### [STORED ROWS]
● ● ● ● ●

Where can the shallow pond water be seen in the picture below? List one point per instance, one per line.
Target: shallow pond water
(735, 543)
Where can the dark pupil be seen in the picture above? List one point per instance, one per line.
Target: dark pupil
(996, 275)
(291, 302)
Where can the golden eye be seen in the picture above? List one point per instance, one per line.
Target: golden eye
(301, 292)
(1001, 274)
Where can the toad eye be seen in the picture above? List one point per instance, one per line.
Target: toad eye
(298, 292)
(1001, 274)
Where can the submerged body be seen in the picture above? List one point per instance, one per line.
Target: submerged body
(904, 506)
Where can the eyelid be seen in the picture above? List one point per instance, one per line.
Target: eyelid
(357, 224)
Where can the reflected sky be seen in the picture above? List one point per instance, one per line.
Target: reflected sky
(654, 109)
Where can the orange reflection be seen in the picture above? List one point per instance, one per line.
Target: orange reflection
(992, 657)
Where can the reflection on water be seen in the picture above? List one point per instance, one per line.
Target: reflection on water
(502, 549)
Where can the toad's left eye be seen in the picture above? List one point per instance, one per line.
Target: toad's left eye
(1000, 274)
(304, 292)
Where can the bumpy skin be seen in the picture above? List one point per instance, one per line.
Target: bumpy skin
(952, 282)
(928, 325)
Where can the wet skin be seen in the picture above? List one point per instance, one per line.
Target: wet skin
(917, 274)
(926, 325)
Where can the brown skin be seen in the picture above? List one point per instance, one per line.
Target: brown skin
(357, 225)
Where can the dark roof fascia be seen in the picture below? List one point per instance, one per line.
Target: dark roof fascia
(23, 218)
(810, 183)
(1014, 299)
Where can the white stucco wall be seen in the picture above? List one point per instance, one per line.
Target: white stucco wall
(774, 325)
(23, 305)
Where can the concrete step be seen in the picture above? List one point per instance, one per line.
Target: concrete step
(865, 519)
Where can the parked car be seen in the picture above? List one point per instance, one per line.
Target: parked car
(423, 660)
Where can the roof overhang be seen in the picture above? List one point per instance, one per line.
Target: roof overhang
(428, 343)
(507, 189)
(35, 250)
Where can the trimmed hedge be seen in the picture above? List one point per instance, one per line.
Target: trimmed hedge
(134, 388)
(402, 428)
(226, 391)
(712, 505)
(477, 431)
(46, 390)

● ● ● ● ●

### [WRITTEN REQUEST]
Put every line of the data above into a Markdown table with the columns Row and Text, giving each line its own numbered row and leaving out blank lines.

### [ANSWER TO THE PROBLEM]
| Row | Text |
|---|---|
| 1 | Where can the shallow pond water be seen in the picture below? List one point per instance, one per line. |
| 2 | Target: shallow pond water |
| 3 | (735, 543) |
| 4 | Where can the dark pupil be seen in the picture above? List one point per instance, one per line. |
| 5 | Target: dark pupil |
| 6 | (996, 275) |
| 7 | (291, 302) |
| 8 | Where can the golden eye be seen in the picture above? List one point per instance, one per line. |
| 9 | Target: golden eye |
| 10 | (301, 292) |
| 11 | (1001, 274) |
| 12 | Where can the toad eye be seen in the picture above? List one point per instance, one per line. |
| 13 | Target: toad eye |
| 14 | (298, 292) |
| 15 | (1001, 274) |
| 16 | Where can the submerged body be seen in the picture above? List one point per instance, one per line. |
| 17 | Target: submerged body |
| 18 | (904, 506) |
| 19 | Where can the eyelid be seen in the picture above? List one point per instance, one per line. |
| 20 | Target: eyelid |
| 21 | (357, 224) |
| 22 | Where can the reflected sky be seen in the picture above? List one point per instance, one per line. |
| 23 | Target: reflected sky |
| 24 | (654, 109) |
| 25 | Where can the orange reflection be seen in the picture above? List one point per instance, one per line. |
| 26 | Target: orange reflection |
| 27 | (992, 657) |
| 28 | Where can the reflection on water be seen in the picture above? List one point per instance, one per line. |
| 29 | Target: reflection on water |
| 30 | (502, 549) |
| 31 | Where can the toad's left eye be seen in the picture above? List one point per instance, one per line. |
| 32 | Target: toad's left eye |
| 33 | (1000, 274) |
| 34 | (304, 292) |
| 35 | Where can the bumpy skin be seen in the picture above? List one point per instance, one per line. |
| 36 | Target: bumpy skin |
| 37 | (952, 282) |
| 38 | (928, 325) |
| 39 | Where can the wet skin be seen in the picture above? List one point per instance, one per line. |
| 40 | Target: wet skin |
| 41 | (917, 274) |
| 42 | (926, 325) |
| 43 | Where can the brown skin be seen in the picture above? List one point per instance, one per line. |
| 44 | Target: brown skin |
| 45 | (357, 225) |
| 46 | Where can the dark roof fascia be seen in the picture below? List one point per instance, one per line. |
| 47 | Target: dark roof fascia |
| 48 | (23, 218) |
| 49 | (810, 183) |
| 50 | (1014, 299) |
| 51 | Where can the white stucco wall be seen in the picture above? List one point per instance, one per line. |
| 52 | Target: white stucco wall |
| 53 | (774, 325) |
| 54 | (23, 305) |
| 55 | Where can the concrete step be seen in the picture above? List one point per instance, one per line. |
| 56 | Target: concrete step |
| 57 | (865, 519) |
| 58 | Where can the parked car be seen in the picture above? List one point per instance, one per line. |
| 59 | Target: parked car |
| 60 | (423, 660) |
| 61 | Where can the roof overhang be seen in the picture above? List one point per instance, one per line. |
| 62 | Target: roof overhang |
| 63 | (428, 343) |
| 64 | (507, 189) |
| 65 | (35, 250) |
| 66 | Where can the trimmed hedge be seen in the picture above? List one point per instance, one per line. |
| 67 | Target: trimmed hedge |
| 68 | (134, 388) |
| 69 | (402, 428) |
| 70 | (226, 391) |
| 71 | (712, 505) |
| 72 | (477, 431) |
| 73 | (46, 390) |